▸ Exercise task:
Locate each line in the material below that contains the string "floor", and copy every such line in full; treat the match as case-sensitive.

[Excerpt from a dataset]
▬▬▬▬▬▬▬▬▬▬

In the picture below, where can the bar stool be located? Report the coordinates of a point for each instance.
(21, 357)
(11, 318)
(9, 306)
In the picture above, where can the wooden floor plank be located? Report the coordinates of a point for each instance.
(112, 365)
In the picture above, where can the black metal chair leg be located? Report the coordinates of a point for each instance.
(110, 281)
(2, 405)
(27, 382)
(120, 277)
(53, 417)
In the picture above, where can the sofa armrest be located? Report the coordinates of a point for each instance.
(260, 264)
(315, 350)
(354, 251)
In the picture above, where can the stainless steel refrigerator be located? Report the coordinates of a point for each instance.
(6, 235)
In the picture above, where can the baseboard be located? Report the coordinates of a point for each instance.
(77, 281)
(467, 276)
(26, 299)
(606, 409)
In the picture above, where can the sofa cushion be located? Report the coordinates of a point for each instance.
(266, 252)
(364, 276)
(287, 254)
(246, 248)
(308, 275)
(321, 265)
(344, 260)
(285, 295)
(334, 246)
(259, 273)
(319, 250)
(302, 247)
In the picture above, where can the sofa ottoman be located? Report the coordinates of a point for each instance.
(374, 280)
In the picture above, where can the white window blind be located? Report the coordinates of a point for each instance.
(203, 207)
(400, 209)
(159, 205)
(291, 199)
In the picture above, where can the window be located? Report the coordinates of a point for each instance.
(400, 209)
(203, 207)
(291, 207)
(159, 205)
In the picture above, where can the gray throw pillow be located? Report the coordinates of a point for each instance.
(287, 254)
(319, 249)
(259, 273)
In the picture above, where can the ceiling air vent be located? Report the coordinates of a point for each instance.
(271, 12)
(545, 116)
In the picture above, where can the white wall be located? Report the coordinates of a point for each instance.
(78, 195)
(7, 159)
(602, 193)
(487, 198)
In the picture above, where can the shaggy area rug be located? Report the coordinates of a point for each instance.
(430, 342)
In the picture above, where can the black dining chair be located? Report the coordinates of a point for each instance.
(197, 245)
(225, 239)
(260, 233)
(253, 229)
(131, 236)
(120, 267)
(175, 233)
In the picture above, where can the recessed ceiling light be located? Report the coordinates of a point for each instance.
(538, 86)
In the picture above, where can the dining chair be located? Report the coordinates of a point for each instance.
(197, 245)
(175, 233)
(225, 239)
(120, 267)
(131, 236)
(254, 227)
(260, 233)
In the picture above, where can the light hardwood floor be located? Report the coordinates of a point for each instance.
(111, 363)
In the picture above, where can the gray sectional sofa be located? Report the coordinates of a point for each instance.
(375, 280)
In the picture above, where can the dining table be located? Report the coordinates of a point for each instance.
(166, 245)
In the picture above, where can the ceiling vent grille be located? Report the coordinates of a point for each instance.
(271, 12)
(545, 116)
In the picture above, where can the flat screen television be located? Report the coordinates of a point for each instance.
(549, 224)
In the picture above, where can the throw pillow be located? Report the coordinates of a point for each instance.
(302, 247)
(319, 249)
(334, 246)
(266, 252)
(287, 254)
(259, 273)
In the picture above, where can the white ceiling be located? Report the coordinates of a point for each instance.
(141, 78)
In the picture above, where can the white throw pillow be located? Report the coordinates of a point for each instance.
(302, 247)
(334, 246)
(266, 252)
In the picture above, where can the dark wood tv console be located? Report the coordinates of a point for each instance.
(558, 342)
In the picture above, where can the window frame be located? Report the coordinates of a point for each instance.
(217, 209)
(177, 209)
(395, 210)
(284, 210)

▬▬▬▬▬▬▬▬▬▬

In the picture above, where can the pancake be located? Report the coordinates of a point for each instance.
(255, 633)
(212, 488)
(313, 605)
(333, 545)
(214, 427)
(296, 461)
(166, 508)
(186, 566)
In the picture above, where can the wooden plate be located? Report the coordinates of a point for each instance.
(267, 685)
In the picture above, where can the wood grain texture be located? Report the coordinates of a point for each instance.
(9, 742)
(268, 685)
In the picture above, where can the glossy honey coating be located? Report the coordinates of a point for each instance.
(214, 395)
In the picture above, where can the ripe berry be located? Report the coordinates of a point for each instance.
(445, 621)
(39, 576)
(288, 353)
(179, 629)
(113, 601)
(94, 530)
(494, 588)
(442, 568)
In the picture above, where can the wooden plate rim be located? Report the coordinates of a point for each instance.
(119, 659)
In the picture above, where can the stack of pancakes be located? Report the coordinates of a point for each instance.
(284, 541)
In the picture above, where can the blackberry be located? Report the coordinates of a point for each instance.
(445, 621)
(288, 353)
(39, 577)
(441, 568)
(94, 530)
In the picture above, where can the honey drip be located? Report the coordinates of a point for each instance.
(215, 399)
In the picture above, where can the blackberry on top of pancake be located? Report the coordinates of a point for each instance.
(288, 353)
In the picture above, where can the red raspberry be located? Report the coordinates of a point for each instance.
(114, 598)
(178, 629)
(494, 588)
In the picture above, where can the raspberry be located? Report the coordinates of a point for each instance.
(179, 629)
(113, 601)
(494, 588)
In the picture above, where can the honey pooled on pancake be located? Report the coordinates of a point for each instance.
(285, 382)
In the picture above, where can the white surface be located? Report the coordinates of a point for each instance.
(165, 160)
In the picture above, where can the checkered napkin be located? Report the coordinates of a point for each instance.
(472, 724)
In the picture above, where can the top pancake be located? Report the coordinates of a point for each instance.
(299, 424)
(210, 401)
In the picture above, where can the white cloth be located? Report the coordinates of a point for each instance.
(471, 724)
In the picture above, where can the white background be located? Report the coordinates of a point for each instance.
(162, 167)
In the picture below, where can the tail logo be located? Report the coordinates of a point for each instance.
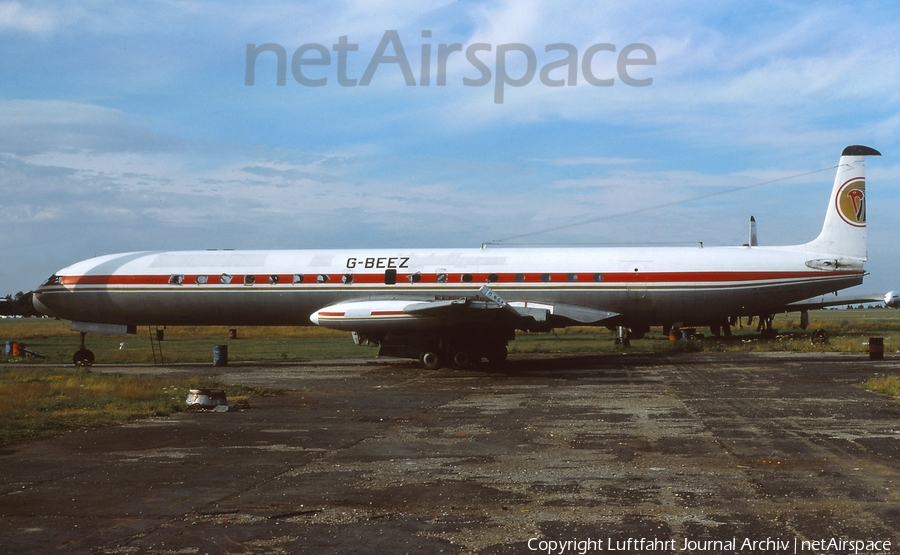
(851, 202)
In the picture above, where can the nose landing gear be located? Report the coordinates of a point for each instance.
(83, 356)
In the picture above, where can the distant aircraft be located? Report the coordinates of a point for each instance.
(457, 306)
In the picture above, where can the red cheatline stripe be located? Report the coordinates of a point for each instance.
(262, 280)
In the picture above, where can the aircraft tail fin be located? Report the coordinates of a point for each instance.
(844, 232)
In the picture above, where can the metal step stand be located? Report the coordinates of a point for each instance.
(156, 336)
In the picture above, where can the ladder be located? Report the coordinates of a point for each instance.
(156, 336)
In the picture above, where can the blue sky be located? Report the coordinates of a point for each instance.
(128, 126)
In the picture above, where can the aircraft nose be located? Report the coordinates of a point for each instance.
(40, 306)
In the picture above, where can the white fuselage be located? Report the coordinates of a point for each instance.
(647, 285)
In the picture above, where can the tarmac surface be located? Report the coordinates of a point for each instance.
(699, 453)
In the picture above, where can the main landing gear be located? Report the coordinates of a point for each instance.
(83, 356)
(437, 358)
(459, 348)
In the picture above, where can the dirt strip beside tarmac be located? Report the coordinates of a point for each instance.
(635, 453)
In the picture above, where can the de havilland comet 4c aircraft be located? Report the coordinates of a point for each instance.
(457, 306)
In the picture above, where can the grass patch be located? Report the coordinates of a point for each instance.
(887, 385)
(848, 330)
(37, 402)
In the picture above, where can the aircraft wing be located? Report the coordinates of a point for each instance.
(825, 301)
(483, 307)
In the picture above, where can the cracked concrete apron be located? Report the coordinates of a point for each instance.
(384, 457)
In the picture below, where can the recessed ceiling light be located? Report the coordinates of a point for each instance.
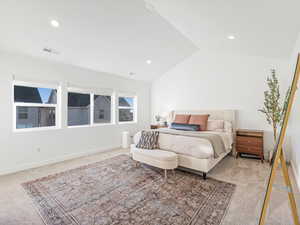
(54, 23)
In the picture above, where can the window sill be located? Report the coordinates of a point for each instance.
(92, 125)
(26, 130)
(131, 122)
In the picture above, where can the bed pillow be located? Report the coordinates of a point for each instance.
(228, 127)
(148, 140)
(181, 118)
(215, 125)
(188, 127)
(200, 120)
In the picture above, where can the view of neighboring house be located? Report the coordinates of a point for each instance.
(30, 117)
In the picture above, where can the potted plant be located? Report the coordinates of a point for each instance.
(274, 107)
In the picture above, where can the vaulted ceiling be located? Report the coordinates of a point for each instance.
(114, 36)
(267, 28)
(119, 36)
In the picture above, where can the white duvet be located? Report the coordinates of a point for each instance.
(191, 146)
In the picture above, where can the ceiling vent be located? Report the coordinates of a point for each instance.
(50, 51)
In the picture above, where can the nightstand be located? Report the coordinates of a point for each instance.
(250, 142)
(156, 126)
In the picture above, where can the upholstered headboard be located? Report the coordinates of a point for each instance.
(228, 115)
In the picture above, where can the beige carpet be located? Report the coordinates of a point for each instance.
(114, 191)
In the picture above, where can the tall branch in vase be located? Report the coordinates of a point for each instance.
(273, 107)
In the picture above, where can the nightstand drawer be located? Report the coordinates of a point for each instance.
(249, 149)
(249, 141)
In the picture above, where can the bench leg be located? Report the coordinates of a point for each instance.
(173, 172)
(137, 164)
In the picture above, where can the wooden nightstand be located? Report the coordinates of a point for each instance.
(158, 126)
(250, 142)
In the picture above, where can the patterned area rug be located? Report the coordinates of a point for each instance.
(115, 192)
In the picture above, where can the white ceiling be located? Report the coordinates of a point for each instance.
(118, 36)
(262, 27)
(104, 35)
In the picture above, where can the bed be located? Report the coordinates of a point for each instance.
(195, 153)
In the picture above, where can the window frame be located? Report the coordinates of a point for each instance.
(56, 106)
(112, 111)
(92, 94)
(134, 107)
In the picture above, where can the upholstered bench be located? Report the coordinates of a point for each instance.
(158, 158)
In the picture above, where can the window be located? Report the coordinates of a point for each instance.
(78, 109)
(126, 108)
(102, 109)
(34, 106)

▬▬▬▬▬▬▬▬▬▬

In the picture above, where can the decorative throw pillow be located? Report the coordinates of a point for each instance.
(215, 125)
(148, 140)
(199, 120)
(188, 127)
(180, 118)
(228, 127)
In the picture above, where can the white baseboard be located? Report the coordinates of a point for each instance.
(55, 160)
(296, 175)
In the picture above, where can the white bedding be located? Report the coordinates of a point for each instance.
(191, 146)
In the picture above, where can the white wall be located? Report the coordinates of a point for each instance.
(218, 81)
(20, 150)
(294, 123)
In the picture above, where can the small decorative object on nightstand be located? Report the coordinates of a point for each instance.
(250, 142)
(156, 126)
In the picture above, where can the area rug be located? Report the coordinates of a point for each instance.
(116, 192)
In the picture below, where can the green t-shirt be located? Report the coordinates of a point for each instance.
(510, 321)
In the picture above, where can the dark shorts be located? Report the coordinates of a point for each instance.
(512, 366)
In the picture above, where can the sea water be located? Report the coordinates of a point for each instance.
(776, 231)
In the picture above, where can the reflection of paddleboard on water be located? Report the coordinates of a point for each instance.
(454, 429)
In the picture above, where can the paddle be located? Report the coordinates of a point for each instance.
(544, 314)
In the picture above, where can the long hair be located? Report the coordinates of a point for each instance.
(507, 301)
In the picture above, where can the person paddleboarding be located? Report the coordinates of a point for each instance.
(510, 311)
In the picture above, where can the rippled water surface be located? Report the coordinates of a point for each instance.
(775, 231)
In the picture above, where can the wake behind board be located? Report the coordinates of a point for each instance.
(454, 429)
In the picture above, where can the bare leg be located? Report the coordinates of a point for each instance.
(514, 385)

▬▬▬▬▬▬▬▬▬▬

▸ Expected answer:
In the picture above, where can the wooden floor plank be located? Report the coordinates of a point for each instance.
In the picture above, where can the light hardwood floor be located? Report the coordinates of a point for each instance.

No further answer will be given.